━━ Page text

This bill preserves the SOAR program and its training supports through FY2026–FY2030—protecting services for vulnerable people and sustaining provider capacity—but leaves funding amounts and implementation/oversight details unspecified, creating fiscal and operational uncertainty.
Service providers and people with behavioral-health needs (including mental-health and substance-use patients) retain an authorized SOAR program through FY2026–FY2030, allowing continued federal support for outreach and care coordination.
Healthcare workers continue to receive training and technical assistance that helps sustain workforce capacity to serve people with behavioral health and related needs.
Vulnerable individuals (including low-income people with behavioral health conditions) keep continuity of a program that helps connect them to benefits and services, reducing the risk of interruptions over the reauthorization window.
The bill reauthorizes the program by date but does not specify funding levels, leaving taxpayers, state and local governments, and service providers without clarity on actual appropriations for FY2026–FY2030.
Reauthorizing the program by date alone could delay debates over program changes, funding allocations, or oversight until later, creating uncertainty for implementation and accountability.
Based on analysis of 2 sections of legislative text.
Introduced February 27, 2025 by Stephen Cohen · Last progress February 27, 2025
Extends the authorized reauthorization period for the SOAR to Health and Wellness Training Program by changing the covered authorization window from fiscal years 2020–2024 to fiscal years 2026–2030 in the Public Health Service Act. The amendment only updates the authorization dates; it does not appropriate funds, add new duties, or change program operations.

━━━━
━━ Dataset excerpts

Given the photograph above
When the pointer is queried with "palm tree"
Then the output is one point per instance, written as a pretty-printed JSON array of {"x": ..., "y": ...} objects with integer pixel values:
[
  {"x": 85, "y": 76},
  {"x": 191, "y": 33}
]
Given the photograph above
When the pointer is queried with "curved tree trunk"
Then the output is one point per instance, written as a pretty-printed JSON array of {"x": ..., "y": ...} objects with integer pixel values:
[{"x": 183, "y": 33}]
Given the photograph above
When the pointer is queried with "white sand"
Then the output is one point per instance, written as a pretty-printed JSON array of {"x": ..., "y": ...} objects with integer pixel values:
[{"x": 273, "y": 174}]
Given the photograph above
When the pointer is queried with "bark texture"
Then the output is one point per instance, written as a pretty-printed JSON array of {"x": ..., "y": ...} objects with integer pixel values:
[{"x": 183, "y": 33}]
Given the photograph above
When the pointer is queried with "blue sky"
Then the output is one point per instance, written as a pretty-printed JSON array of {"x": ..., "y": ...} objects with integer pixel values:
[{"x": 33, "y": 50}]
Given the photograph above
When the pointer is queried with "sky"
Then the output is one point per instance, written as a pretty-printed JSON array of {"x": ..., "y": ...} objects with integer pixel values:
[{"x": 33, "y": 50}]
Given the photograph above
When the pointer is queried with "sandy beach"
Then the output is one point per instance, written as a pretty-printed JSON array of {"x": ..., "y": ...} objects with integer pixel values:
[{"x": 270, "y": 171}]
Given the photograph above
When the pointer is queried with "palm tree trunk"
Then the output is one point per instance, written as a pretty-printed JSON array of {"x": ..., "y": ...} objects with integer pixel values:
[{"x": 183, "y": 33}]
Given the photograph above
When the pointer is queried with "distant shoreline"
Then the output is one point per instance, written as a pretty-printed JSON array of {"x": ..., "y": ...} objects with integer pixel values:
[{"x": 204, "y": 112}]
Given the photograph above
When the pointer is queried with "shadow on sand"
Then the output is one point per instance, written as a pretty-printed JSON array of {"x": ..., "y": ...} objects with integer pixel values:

━━━━

**Exercise 1**
Translate this sentence from the SOAR bill summary into Spanish: "Healthcare workers continue to receive training and technical assistance that helps sustain workforce capacity to serve people with behavioral health and related needs."
**Exercise 2**
Rewrite the paragraph of the SOAR bill summary that begins "Extends the authorized reauthorization period" as a short bulleted list that keeps its main facts.

**Task answer 1**
Los trabajadores de la salud siguen recibiendo capacitación y asistencia técnica que ayudan a mantener la capacidad de la fuerza laboral para atender a personas con necesidades de salud conductual y otras relacionadas.

**Task answer 2**
- Extends the authorization period for the SOAR to Health and Wellness Training Program in the Public Health Service Act.
- Moves the covered window from fiscal years 2020–2024 to fiscal years 2026–2030.
- Updates only the authorization dates.
- Does not appropriate funds, add new duties, or change program operations.